Short exercise: Convert every line of all the records below into a numbered list, leaving out the blank lines.

Records supplied:
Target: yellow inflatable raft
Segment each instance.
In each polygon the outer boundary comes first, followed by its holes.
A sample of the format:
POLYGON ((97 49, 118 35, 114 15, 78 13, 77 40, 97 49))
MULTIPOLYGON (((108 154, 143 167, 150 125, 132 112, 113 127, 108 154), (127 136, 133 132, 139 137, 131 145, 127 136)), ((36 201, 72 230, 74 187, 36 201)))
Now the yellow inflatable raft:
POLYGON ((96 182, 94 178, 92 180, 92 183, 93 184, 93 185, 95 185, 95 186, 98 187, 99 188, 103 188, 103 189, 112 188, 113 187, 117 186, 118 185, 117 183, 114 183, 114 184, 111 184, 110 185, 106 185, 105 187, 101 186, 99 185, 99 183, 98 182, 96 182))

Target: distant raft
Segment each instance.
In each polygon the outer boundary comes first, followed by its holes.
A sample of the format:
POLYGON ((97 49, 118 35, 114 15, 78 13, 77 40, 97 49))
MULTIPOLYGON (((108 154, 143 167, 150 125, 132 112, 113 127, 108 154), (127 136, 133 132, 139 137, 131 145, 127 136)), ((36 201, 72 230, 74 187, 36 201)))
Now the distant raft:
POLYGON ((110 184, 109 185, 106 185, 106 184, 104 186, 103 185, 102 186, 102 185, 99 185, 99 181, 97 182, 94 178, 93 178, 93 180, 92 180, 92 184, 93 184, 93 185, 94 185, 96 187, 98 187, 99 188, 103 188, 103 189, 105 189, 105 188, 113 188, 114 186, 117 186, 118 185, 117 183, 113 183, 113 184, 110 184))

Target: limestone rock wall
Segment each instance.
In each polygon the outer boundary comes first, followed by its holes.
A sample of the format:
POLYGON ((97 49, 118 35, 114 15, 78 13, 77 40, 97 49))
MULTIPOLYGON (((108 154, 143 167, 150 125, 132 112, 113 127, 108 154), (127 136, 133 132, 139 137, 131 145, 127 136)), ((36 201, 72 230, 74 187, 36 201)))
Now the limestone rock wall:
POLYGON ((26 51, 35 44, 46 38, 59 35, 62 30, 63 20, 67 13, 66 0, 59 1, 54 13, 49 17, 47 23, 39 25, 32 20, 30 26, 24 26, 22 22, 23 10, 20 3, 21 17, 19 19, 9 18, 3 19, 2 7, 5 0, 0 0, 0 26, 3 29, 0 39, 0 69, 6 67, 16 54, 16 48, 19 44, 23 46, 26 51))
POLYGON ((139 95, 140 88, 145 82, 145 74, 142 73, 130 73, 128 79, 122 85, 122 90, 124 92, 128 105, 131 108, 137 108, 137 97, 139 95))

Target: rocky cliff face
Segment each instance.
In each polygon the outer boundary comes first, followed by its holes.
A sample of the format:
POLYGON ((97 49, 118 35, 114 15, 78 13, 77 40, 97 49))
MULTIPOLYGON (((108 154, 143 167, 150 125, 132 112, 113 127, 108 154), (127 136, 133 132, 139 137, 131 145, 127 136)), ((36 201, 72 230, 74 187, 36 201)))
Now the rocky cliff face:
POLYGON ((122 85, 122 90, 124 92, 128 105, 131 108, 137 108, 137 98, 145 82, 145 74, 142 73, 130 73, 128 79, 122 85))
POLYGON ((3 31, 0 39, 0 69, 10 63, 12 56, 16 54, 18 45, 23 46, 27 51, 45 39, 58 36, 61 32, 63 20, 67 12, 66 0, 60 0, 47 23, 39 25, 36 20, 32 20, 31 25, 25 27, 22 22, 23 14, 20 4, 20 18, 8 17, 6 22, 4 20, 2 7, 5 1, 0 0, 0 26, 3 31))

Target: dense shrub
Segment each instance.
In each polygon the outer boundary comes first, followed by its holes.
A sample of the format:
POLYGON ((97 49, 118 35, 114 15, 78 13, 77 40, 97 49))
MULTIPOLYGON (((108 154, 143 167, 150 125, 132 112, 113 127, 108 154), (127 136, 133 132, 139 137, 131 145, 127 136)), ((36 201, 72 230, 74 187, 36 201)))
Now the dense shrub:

Result below:
1. Target: yellow inflatable raft
2. Segment each instance.
3. In each polygon the outer boundary comes first, followed by its holes.
4. A sample of the format:
5. POLYGON ((97 49, 118 35, 114 15, 78 13, 77 40, 97 49))
6. MULTIPOLYGON (((108 154, 143 167, 150 125, 132 112, 113 127, 108 154), (127 136, 133 132, 139 137, 131 145, 127 136)), ((36 201, 72 230, 74 187, 36 201)))
7. Now the yellow inflatable raft:
8. POLYGON ((96 182, 94 178, 92 180, 92 183, 93 184, 93 185, 95 185, 95 186, 98 187, 99 188, 103 188, 103 189, 112 188, 113 187, 117 186, 118 185, 117 183, 114 183, 114 184, 111 184, 110 185, 106 185, 105 187, 101 186, 99 185, 99 183, 98 182, 96 182))
9. Target: distant raft
10. Segment each instance.
11. In each polygon the outer boundary comes first, followed by its holes.
12. A sample of the format:
13. POLYGON ((97 49, 118 35, 114 15, 78 13, 77 40, 97 49))
14. MULTIPOLYGON (((108 154, 143 167, 150 125, 132 112, 113 127, 108 154), (127 136, 133 132, 139 137, 131 145, 127 136)), ((36 201, 72 230, 74 187, 36 201)))
15. Now the distant raft:
16. POLYGON ((110 184, 109 185, 106 185, 106 184, 104 186, 103 185, 102 186, 102 185, 99 185, 99 181, 97 182, 94 178, 93 178, 93 180, 92 180, 92 184, 93 184, 93 185, 94 185, 96 187, 98 187, 99 188, 103 188, 103 189, 105 189, 105 188, 113 188, 114 186, 117 186, 118 185, 117 183, 113 183, 113 184, 110 184))
17. Target: limestone rock wall
18. Segment each instance.
19. In each polygon the outer boundary comes first, followed by its holes.
20. A sample of the format:
21. POLYGON ((97 49, 118 35, 114 15, 78 13, 77 40, 97 49))
22. MULTIPOLYGON (((108 154, 143 167, 150 125, 132 112, 113 127, 108 154), (127 136, 133 132, 139 137, 131 145, 127 136)), ((36 201, 72 230, 74 187, 36 201)))
23. Now the limestone rock wall:
24. POLYGON ((26 51, 35 44, 46 38, 59 35, 62 30, 63 20, 67 13, 66 0, 59 1, 54 13, 49 17, 47 23, 39 25, 32 20, 30 26, 24 26, 22 22, 23 10, 20 3, 21 17, 19 19, 9 18, 3 19, 2 7, 5 0, 0 0, 0 26, 3 29, 0 39, 0 69, 6 67, 16 54, 16 48, 19 44, 23 46, 26 51))
25. POLYGON ((139 95, 140 88, 145 82, 145 74, 142 73, 130 73, 128 79, 122 85, 122 90, 124 92, 128 105, 131 108, 137 108, 137 97, 139 95))
26. Target: rocky cliff face
27. Segment each instance.
28. In each polygon the outer boundary comes first, followed by its holes.
29. A sample of the format:
30. POLYGON ((97 49, 118 35, 114 15, 78 13, 77 40, 97 49))
31. MULTIPOLYGON (((108 154, 143 167, 150 125, 132 112, 113 127, 108 154), (127 136, 133 132, 139 137, 131 145, 127 136)), ((36 201, 72 230, 74 187, 36 201)))
32. Now the rocky cliff face:
33. POLYGON ((122 85, 122 90, 124 92, 128 105, 131 108, 137 108, 137 98, 145 82, 145 74, 142 73, 130 73, 128 79, 122 85))
34. POLYGON ((3 31, 0 39, 0 69, 10 63, 12 56, 16 54, 18 45, 23 46, 27 51, 45 39, 58 36, 61 32, 63 20, 67 12, 66 0, 60 0, 47 23, 39 25, 36 20, 32 20, 31 25, 25 27, 22 22, 23 14, 20 4, 20 18, 8 17, 6 22, 4 20, 2 7, 5 1, 0 0, 0 26, 3 31))
35. Target: dense shrub
36. Segment each instance.
37. In each polygon the outer boundary comes first, followed by its holes.
38. A sample of the format:
39. POLYGON ((97 49, 118 35, 114 15, 78 13, 77 40, 97 49))
40. MULTIPOLYGON (((108 154, 143 167, 150 125, 132 112, 113 127, 108 154), (127 136, 133 132, 139 137, 131 145, 127 136)), ((36 201, 72 230, 74 187, 36 201)))
41. Now the dense shrub:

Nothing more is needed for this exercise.